=== Trecho do documento ===

No início deste ano, a imprensa noticiou que a balança comercial fechou 2013 com superávit de US$ 2,561 bilhões e que esse saldo teria sido o pior desde 2000, com queda de 86,8% em relação a 2012. Registrou, também, que as exportações teriam somado US$ 242,178 bilhões, com redução de 1%, e que as importações teriam batido recorde, com alta de 6,5% em relação ao ano anterior.
Apesar desse preocupante cenário, foram apresentados dois Projetos de Emenda Constitucional à Câmara dos Deputados (PECs 92 e 122), que excluem da regra de não-incidência do ICMS as exportações de “bens minerais primários ou semi-elaborados” (PEC 92) e de “produtos primários não renováveis” (PEC 122), sob a alegação, obviamente ultrapassada, de que a desoneração tributária das exportações teria sido “incialmente feita em um período de sucessivos resultados adversos na balança comercial, o que não seria mais o caso”.
Além dessa alegação, procura-se justificar o proposto nessas PECs com argumentos como: “as empresas exportadoras do setor mineral demonstram desempenho comercial e financeiro capaz de arcar com o ônus tributário sem resultados adversos”; “a tributação das exportações só implicará em uma transferência dos lucros do setor privado para os estados e municípios”; “como os produtos industrializados continuarão imunes, a medida servirá como incentivo à agregação de valor”.
Vê-se, portanto, que, por meio dessas novas regras, pretende-se limitar a norma constitucional de não-incidência do ICMS nas exportações, dando-se ênfase à capacidade contributiva das empresas do setor de mineração, em absoluto detrimento dos reais valores que se buscam preservar quando se trata da tributação do comércio exterior: reduzir o custo Brasil e tornar os produtos brasileiros competitivos no mercado externo.

===

**Solicitações:**
(a) Responda às perguntas sobre o texto a respeito do ICMS nas exportações:
(i) De quanto foi o superávit da balança comercial em 2013?
(ii) Que exportações a PEC 122 exclui da regra de não-incidência do ICMS?
(iii) Quais valores se buscam preservar na tributação do comércio exterior?
(b) Repita literalmente o trecho do texto a respeito do ICMS nas exportações que vai de "Vê-se, portanto, que, por" a "no mercado externo.".
(c) Liste todos os percentuais mencionados no texto a respeito do ICMS nas exportações.
Use somente o texto como fonte.

=== Registros selecionados ===

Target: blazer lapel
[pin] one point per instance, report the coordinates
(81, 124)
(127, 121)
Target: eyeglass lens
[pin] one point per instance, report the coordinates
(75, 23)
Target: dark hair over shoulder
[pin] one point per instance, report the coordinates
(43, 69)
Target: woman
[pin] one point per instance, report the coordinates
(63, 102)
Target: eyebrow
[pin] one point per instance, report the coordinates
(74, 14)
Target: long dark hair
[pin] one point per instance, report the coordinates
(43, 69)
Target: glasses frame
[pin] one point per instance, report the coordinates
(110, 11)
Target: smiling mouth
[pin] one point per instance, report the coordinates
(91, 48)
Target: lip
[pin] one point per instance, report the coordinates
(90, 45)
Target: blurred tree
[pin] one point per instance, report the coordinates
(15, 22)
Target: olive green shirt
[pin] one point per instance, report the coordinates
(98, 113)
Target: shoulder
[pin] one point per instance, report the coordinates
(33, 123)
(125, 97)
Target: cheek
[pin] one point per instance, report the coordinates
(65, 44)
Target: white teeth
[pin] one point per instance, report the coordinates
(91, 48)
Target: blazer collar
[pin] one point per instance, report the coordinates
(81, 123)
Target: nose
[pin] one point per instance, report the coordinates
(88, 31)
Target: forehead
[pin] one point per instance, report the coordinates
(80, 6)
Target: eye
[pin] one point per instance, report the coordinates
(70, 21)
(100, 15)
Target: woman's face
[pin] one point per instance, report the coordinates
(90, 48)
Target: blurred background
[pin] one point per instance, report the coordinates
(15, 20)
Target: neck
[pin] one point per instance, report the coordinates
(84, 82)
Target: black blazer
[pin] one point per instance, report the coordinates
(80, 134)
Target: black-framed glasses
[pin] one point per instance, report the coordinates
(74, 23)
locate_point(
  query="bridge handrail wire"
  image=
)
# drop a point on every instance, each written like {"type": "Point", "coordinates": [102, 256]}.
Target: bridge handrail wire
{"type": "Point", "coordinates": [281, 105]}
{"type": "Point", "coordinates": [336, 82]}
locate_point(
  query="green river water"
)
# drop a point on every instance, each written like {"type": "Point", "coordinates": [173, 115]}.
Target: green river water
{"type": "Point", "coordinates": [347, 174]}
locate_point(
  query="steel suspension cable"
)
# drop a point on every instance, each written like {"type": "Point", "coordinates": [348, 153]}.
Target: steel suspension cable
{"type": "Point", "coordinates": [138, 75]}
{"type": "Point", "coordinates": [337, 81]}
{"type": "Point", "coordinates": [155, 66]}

===

**Respostas em ordem:**
(a)
(i) US$ 2,561 bilhões.
(ii) As exportações de “produtos primários não renováveis”.
(iii) Reduzir o custo Brasil e tornar os produtos brasileiros competitivos no mercado externo.

(b)
Vê-se, portanto, que, por meio dessas novas regras, pretende-se limitar a norma constitucional de não-incidência do ICMS nas exportações, dando-se ênfase à capacidade contributiva das empresas do setor de mineração, em absoluto detrimento dos reais valores que se buscam preservar quando se trata da tributação do comércio exterior: reduzir o custo Brasil e tornar os produtos brasileiros competitivos no mercado externo.

(c)
86,8%
1%
6,5%